(WRITTEN TASK):
Please lay out the material below as a two-column CSV with the columns input and output, one row for each text and its answer, with every field quoted and line breaks turned into spaces. Use only the part starting at the line that contains "of the water" and ending at the end of the material.

(EXTRACTED INFORMATION):
● ● ●

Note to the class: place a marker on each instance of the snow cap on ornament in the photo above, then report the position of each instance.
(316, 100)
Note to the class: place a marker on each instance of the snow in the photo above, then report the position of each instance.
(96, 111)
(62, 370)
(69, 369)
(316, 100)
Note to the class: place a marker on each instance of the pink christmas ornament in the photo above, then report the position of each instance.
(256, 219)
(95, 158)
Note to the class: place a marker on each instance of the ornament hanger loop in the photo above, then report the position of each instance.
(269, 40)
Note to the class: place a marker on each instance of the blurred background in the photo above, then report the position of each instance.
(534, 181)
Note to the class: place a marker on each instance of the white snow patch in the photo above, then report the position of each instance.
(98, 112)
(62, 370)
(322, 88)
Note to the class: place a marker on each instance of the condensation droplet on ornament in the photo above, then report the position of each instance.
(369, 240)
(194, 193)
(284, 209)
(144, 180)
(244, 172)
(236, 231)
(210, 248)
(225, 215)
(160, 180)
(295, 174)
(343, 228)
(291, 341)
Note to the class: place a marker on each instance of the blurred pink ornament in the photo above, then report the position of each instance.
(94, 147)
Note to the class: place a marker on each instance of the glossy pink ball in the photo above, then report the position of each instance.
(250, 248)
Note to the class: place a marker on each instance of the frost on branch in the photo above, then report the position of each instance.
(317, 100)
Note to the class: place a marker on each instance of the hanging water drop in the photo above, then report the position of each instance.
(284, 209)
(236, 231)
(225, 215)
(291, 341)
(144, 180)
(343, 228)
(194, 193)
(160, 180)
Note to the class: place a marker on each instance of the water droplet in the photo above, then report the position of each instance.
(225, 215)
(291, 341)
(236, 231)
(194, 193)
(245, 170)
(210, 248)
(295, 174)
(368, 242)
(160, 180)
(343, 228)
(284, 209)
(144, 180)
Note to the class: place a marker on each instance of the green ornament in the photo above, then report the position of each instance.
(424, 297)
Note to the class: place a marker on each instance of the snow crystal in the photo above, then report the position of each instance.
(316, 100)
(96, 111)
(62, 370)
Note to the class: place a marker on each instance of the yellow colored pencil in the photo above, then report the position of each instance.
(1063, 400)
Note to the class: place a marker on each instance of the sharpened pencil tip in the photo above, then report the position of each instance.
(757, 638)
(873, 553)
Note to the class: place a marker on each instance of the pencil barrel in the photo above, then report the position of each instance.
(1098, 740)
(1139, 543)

● ● ●

(COMPLETED EXERCISE):
input,output
"Note to the class: place a marker on each instance of the water droplet in the photo above, then report the position of each instance.","(225, 215) (291, 341) (236, 231) (194, 193) (245, 170) (210, 248) (295, 174) (368, 242) (160, 180) (343, 228) (284, 209) (144, 180)"
"Note to the class: place a marker on each instance of the green ornament in the photo above, then report the position of each instance.","(424, 297)"
"Note to the class: place a marker on each instance of the snow crystal in the photo above, then report the position of each instance.","(316, 100) (96, 111) (62, 370)"
"Note to the class: place a marker on each instance of the yellow colored pencil in the photo above, then report the position of each instance.","(1063, 400)"
"Note to the class: place a marker on each instance of the sharpened pencil tip in the photo above, then report the position of each instance.","(757, 638) (873, 553)"
"Note to the class: place a marker on each instance of the pencil barrel in the photo above, then report the position of each instance.","(1098, 740) (1139, 543)"